--- start PROVIDED PASSAGE ---

Pete Wishart: I was waiting for the first point about taking powers back. There is support for independence in the Scottish Parliament—I am sure that the right hon. Gentleman accepts and appreciates that—and for more powers for the Scottish Parliament, but there is no support whatever for taking powers from the Scottish Parliament to the Westminster Parliament. If he pursues that agenda on the commission, he will have the same discussion with the Liberals. They have made it abundantly and absolutely clear, as the hon. Member for Orkney and Shetland (Mr. Carmichael) said, that there will be no clawback of powers. The Liberals must be clear that, if they do not get an assurance from the Minister that a clawback is a non-starter, they should walk from the commission today. If they are going to be sincere about their intention—

Mr. Ingram rose—

Pete Wishart: I do not wish to take another intervention. I want to make some progress if that is all right with the right hon. Gentleman—I have given way to him in the debate.

--- end PROVIDED PASSAGE ---
--- start INFORMATION PROVIDED ---

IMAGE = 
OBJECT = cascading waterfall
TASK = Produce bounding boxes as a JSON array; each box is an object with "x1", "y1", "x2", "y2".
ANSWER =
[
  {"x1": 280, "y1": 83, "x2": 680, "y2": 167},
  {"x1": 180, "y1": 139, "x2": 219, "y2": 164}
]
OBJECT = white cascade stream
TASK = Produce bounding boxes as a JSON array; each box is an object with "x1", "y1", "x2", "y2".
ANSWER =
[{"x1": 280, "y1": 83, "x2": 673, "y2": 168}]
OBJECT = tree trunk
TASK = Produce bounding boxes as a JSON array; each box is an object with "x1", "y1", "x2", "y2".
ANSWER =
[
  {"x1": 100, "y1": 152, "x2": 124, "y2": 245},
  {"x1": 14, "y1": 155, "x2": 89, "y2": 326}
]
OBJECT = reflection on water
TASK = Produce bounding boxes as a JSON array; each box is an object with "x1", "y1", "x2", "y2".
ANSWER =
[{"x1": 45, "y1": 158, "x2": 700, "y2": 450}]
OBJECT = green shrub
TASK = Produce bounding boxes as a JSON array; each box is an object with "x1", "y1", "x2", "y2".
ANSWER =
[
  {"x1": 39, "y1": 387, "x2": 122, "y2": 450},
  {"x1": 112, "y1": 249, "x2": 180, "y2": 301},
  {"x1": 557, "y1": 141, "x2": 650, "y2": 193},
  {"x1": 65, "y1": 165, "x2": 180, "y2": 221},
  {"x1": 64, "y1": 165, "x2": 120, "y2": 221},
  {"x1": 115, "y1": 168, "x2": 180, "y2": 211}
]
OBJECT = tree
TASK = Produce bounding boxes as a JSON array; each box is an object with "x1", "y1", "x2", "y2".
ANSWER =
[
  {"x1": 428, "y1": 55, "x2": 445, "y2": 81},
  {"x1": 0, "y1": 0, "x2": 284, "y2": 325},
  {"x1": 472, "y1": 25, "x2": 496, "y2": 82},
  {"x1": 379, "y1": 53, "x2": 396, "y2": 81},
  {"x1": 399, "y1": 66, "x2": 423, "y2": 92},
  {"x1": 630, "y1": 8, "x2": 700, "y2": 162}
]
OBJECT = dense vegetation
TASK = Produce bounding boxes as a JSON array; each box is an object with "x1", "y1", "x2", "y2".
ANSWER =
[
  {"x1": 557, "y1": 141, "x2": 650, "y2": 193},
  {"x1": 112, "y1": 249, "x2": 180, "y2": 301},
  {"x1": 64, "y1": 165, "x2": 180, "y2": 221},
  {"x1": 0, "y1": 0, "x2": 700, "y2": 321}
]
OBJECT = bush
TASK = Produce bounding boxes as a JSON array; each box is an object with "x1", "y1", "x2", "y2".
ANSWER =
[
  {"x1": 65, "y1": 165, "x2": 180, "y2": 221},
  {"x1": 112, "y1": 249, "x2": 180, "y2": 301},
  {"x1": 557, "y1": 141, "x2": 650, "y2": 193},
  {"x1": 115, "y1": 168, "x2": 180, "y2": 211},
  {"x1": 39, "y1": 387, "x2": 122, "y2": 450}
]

--- end INFORMATION PROVIDED ---

• **YOUR TASKS**:
1) Print the passage from the debate excerpt verbatim, beginning at the words "Pete Wishart: I do" and stopping after "in the debate.".
2) In the debate excerpt, which member is cited as having said that there will be no clawback of powers?

• **ANSWERS TO THE EXERCISES**:
1)
Pete Wishart: I do not wish to take another intervention. I want to make some progress if that is all right with the right hon. Gentleman—I have given way to him in the debate.

2) The hon. Member for Orkney and Shetland, Mr. Carmichael.